** Start EXERCISE MATERIAL **
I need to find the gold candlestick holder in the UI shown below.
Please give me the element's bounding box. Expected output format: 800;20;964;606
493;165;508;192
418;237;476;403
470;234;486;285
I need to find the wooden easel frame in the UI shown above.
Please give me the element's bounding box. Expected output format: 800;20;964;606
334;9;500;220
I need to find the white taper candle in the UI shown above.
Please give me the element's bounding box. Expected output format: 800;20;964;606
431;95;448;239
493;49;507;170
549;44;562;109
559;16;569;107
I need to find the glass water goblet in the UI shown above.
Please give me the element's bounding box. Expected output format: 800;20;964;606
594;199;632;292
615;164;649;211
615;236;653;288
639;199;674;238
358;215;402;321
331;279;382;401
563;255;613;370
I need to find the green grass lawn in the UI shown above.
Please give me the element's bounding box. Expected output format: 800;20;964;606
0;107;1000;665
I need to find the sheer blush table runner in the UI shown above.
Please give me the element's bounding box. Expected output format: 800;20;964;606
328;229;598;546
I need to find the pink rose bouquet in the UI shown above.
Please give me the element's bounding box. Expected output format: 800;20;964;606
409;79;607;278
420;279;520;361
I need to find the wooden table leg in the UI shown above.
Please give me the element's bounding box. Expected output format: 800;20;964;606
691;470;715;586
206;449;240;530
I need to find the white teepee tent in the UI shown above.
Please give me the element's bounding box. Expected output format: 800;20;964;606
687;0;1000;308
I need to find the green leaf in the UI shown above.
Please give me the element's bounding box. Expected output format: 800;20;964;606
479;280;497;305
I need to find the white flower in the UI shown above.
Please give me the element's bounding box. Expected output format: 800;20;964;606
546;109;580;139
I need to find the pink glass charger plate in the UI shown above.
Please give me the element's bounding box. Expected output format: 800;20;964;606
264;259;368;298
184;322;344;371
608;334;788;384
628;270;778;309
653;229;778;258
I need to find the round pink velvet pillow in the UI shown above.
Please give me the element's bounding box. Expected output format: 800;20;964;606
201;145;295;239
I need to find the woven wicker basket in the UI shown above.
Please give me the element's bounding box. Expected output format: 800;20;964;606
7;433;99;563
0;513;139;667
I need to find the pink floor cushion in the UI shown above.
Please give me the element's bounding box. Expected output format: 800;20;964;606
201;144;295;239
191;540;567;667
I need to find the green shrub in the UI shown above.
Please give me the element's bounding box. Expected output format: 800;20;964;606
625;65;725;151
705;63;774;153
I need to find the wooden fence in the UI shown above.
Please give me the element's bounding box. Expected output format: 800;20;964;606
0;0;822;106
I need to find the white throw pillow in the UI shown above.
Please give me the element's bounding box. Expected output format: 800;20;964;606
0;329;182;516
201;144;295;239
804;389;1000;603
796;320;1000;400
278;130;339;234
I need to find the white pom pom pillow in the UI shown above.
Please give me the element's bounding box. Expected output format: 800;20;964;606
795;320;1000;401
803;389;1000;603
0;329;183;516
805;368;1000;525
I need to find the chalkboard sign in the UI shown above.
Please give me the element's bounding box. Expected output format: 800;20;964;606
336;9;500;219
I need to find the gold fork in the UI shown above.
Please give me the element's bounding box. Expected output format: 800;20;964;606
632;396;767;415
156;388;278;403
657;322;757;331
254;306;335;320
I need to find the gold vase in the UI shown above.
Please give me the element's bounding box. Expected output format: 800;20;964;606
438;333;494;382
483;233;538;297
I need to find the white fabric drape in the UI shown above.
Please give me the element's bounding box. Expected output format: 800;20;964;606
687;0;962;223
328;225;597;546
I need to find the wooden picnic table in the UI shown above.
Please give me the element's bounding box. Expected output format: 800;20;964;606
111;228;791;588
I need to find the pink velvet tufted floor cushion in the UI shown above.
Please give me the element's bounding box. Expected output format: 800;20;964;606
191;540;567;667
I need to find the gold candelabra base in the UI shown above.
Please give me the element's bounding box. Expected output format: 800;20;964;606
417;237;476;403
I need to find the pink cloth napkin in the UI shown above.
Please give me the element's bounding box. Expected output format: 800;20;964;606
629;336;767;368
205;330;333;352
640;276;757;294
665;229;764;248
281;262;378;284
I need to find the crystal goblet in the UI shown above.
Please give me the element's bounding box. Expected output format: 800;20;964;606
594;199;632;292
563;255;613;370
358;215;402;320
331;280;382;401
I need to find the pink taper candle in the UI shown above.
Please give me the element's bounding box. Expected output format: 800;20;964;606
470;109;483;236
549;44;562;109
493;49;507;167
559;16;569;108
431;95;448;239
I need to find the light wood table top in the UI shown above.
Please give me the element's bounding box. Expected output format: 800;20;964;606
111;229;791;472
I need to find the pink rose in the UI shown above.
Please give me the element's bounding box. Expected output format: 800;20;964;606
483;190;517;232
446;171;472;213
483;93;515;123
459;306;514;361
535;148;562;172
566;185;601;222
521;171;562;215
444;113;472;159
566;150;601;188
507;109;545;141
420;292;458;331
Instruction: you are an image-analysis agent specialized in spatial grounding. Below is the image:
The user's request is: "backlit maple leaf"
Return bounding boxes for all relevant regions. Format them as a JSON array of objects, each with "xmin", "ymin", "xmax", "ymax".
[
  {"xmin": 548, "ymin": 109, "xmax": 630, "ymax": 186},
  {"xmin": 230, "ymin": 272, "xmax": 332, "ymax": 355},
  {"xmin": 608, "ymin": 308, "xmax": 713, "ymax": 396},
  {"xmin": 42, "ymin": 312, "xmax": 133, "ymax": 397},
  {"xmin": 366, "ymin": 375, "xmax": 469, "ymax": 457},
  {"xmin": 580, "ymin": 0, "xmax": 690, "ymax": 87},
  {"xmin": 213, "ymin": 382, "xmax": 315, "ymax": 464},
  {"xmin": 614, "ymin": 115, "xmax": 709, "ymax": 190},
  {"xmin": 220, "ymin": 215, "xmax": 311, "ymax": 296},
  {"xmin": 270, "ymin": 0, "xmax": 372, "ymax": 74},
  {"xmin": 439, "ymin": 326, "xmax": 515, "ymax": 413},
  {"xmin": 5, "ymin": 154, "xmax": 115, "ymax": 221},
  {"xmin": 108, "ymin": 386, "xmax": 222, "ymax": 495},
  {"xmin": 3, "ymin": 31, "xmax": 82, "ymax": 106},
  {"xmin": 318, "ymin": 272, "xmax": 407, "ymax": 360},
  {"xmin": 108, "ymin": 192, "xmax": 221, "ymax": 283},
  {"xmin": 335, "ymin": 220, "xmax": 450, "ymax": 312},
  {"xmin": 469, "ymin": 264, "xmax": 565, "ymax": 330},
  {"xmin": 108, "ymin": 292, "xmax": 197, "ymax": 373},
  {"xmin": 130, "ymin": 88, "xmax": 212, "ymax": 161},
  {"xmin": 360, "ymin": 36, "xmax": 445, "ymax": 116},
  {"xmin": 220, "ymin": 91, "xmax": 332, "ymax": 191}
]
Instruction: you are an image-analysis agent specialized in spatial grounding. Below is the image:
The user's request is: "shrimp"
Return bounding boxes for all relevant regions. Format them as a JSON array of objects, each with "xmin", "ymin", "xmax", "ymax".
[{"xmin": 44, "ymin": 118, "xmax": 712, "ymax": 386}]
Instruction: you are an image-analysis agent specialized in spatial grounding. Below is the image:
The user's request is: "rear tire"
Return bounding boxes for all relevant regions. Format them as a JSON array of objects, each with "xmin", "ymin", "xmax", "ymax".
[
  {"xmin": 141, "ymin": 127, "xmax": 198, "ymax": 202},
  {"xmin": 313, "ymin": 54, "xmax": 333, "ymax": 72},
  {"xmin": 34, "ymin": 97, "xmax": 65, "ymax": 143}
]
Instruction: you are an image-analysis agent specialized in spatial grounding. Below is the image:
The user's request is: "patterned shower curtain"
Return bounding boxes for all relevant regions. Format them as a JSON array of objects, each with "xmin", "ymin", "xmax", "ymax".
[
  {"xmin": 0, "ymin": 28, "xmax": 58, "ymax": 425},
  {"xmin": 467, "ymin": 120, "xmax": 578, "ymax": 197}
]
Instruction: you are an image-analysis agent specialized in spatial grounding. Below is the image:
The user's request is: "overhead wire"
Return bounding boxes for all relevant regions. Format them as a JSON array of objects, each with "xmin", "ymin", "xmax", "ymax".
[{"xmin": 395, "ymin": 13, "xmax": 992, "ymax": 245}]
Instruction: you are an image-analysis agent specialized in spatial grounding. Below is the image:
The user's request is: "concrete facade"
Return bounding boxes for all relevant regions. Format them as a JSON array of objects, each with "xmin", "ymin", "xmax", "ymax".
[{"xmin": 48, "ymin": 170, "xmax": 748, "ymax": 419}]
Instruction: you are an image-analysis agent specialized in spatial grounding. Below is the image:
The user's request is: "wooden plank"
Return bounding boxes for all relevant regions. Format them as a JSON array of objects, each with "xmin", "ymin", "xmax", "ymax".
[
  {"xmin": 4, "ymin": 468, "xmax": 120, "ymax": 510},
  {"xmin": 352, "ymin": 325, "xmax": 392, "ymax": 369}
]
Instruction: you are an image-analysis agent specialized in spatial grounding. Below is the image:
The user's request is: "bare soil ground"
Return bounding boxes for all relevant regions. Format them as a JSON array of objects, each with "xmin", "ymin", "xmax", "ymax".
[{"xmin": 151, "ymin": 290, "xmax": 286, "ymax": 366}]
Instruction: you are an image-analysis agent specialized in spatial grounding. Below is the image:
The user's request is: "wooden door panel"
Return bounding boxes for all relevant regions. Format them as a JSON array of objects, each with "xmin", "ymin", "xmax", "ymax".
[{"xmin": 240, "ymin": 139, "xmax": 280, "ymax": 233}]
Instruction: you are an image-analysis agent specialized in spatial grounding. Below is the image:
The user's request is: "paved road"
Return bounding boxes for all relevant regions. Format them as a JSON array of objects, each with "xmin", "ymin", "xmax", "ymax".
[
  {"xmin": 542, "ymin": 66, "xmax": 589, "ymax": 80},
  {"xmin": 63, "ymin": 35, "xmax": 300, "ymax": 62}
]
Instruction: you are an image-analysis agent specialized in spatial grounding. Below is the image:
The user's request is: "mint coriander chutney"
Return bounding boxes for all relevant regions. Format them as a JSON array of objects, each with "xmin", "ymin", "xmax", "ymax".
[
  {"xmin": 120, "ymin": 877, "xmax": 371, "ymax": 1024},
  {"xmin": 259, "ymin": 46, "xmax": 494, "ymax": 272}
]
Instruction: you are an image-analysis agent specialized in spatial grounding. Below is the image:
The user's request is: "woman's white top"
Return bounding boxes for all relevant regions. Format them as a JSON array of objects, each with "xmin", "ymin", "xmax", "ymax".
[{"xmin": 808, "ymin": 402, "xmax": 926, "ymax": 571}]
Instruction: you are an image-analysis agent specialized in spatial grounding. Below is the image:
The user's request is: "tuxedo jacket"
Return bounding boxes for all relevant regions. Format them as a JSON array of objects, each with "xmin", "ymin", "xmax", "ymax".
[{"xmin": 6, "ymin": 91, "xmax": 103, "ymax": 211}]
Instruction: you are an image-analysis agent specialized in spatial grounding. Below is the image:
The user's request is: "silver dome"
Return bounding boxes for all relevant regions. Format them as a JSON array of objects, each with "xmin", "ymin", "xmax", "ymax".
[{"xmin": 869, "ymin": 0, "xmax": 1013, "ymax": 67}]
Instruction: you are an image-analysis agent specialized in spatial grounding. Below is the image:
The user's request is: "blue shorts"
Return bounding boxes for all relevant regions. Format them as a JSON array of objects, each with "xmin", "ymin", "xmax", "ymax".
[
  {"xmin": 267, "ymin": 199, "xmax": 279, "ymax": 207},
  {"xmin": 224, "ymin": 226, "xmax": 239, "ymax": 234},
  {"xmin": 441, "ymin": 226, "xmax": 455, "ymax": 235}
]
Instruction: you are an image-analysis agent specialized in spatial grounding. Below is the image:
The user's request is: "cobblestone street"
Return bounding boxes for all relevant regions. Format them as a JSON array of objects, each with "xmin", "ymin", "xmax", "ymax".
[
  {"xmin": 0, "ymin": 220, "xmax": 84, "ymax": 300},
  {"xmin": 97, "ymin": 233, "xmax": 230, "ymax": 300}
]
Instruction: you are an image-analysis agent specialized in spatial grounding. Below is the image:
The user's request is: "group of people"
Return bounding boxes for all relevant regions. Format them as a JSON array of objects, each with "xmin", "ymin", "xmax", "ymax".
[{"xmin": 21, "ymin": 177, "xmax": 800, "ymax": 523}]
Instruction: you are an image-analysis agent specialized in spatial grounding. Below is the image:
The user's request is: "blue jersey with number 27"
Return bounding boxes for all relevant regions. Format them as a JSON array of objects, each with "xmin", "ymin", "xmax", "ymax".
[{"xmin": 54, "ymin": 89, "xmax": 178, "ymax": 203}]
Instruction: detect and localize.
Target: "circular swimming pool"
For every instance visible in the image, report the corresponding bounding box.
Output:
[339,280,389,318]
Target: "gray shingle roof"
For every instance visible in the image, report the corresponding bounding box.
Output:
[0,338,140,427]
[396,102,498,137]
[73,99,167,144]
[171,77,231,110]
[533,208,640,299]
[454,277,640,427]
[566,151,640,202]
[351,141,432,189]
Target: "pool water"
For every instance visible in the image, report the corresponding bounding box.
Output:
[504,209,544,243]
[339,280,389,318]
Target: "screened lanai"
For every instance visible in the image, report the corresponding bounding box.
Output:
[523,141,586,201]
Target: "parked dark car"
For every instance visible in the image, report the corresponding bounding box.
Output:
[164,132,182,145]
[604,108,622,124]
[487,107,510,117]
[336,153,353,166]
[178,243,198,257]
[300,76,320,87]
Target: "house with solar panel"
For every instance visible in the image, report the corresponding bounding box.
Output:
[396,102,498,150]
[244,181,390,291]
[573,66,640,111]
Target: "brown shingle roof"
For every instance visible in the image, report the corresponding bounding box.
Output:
** End EXERCISE MATERIAL **
* **TASK OBJECTIVE**
Update the entries from the line containing "I need to find the wooden picnic" down to the line containing "417;237;476;403", replacing "velvet" with "linen" and leaving everything else unchanged.

* **RESPONSE BELOW**
I need to find the wooden picnic table in the UI shown above.
Please give me the element's bounding box. Expected output format: 800;20;964;606
111;228;791;588
I need to find the pink linen tufted floor cushion in the UI shown above.
Please give me the element's bounding box. Expected output format: 800;20;964;606
191;540;567;667
I need to find the gold candelabra base in the UI shown above.
Please give me the element's bounding box. Expected output format: 800;20;964;606
417;237;476;403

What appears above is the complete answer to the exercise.